Description of the task |
Can you lay out the rows from the start through the line containing "Query: **blurred green tree**" as a Markdown table with the columns Line No. and Text, leaving out any blank lines?

Stored data |
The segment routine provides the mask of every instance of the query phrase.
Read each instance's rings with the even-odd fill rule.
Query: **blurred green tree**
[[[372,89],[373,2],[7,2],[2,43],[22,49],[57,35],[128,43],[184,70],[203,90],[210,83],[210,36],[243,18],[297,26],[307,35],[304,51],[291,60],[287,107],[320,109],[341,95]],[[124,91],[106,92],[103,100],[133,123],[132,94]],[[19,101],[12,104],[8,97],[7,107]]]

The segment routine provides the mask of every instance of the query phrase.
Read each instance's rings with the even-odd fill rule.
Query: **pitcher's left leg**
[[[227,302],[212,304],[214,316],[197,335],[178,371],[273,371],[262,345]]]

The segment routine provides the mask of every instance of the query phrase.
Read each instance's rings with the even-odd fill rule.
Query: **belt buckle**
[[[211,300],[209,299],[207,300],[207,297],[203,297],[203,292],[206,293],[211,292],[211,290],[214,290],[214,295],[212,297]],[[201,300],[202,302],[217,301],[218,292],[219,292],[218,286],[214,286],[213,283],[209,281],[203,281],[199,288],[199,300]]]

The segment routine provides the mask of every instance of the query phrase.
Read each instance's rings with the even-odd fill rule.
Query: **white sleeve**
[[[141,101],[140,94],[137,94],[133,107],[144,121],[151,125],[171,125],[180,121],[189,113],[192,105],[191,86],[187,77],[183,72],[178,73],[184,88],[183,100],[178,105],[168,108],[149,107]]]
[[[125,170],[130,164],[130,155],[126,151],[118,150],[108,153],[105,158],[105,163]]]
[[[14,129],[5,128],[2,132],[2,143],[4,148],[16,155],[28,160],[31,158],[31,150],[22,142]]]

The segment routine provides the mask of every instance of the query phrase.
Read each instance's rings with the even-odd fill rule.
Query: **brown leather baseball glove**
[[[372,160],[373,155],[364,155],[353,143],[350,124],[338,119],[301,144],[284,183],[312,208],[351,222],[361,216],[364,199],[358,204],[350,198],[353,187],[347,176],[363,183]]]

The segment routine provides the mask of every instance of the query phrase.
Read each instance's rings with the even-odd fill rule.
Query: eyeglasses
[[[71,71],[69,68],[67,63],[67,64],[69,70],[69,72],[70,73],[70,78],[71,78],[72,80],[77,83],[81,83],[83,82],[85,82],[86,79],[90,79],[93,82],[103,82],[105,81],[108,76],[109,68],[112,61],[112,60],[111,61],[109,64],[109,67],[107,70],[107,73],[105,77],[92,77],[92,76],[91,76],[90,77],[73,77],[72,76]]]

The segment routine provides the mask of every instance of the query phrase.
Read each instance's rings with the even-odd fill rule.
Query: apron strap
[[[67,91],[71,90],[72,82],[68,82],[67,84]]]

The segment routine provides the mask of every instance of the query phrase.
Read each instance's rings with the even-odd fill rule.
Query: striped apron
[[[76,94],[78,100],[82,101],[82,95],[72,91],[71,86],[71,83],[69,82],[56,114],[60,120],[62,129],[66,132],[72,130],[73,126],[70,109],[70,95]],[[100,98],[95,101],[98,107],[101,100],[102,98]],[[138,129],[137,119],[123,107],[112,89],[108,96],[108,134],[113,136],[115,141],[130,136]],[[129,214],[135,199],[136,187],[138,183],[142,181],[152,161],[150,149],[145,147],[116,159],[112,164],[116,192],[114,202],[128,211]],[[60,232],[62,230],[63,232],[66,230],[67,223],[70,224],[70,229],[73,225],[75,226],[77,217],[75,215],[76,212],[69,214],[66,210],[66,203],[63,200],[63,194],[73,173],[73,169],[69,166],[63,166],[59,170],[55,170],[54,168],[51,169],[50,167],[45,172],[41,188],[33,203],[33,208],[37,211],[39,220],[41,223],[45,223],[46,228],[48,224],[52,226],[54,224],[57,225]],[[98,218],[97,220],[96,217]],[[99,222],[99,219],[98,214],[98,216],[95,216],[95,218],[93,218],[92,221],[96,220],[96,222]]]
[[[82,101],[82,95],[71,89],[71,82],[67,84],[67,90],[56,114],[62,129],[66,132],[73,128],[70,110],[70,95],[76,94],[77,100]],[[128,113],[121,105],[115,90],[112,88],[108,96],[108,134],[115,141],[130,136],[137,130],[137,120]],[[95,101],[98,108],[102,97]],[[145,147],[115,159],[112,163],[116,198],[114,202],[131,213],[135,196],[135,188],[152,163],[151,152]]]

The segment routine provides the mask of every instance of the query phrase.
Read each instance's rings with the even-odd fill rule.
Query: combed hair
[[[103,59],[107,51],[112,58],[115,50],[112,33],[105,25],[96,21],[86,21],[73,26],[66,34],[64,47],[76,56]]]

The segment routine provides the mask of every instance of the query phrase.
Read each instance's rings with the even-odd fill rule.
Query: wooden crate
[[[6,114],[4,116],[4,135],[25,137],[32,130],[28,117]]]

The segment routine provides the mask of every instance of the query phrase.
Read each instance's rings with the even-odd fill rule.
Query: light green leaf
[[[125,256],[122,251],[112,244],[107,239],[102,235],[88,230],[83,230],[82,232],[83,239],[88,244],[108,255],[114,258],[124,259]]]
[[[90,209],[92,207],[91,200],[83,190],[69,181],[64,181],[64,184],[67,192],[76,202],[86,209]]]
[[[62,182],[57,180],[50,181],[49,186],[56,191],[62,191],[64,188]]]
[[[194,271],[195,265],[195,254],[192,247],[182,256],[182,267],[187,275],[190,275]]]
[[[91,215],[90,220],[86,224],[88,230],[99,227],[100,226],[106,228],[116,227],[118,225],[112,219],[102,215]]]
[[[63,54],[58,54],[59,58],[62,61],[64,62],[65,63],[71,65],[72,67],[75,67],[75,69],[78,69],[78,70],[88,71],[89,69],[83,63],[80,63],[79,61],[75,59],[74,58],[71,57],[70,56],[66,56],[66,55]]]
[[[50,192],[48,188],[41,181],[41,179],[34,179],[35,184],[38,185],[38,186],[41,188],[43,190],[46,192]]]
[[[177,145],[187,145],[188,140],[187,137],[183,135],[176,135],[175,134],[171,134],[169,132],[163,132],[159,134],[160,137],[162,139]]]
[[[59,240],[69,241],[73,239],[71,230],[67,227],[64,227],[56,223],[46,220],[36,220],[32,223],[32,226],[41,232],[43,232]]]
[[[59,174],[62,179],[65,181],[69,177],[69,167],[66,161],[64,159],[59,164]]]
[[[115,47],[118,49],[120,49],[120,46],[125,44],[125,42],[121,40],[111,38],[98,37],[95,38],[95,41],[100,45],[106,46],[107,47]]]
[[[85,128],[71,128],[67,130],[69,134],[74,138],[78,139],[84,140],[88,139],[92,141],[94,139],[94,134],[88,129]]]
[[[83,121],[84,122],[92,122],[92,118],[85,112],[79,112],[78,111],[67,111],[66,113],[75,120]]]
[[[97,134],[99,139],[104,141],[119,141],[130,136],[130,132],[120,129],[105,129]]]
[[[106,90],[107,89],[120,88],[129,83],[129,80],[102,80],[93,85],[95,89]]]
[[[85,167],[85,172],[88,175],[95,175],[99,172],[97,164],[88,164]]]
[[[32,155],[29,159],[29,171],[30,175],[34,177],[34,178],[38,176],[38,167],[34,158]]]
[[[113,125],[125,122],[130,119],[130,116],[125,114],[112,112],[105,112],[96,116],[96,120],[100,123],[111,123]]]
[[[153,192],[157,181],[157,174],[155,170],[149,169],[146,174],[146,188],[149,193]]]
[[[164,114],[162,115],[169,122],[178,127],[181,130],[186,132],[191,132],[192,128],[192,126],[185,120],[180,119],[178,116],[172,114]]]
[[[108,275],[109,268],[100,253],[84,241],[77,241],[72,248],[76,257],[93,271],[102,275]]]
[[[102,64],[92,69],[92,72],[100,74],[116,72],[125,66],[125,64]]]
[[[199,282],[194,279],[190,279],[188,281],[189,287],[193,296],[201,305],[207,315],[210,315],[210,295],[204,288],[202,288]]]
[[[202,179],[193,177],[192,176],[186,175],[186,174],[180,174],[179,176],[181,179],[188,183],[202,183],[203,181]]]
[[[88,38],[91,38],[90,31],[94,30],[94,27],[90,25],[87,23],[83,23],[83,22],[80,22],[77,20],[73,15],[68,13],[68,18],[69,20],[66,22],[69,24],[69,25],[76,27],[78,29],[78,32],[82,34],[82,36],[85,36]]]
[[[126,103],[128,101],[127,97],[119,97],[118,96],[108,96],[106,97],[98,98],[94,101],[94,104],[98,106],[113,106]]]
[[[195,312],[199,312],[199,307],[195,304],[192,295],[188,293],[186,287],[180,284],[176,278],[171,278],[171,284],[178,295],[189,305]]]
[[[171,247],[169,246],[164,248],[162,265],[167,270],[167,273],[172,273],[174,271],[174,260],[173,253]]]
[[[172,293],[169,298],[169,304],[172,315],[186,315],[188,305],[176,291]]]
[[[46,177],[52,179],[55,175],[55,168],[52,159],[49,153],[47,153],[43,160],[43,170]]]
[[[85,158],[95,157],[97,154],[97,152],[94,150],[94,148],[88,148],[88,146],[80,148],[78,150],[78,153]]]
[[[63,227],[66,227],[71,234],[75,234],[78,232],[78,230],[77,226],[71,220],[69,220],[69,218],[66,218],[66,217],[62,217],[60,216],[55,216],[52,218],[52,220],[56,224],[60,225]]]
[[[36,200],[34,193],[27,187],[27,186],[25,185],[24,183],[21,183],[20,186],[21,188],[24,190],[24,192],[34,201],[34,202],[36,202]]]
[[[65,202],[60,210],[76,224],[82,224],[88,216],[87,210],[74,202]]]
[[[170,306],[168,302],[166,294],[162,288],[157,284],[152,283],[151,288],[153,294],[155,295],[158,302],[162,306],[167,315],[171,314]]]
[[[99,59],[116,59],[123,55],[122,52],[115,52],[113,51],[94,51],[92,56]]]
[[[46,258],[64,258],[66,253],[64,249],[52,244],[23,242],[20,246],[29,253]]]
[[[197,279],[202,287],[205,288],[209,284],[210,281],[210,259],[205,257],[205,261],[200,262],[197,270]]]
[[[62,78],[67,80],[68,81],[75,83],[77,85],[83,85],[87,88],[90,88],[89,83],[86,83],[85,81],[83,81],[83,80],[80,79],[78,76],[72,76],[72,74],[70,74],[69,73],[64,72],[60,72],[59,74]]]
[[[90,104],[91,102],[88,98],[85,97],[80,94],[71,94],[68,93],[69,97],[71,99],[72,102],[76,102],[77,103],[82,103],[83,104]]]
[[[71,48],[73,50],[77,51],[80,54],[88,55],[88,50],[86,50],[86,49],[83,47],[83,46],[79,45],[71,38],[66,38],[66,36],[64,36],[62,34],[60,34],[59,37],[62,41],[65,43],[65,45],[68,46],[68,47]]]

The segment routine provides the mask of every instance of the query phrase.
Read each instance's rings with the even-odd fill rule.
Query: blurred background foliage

Expected answer |
| Line No. | Text |
|---|---|
| 1 | The segment routine provides the mask of every instance of the query phrase. |
| 2 | Read each instance's rings with the even-odd fill rule. |
| 3 | Query: **blurred green tree** |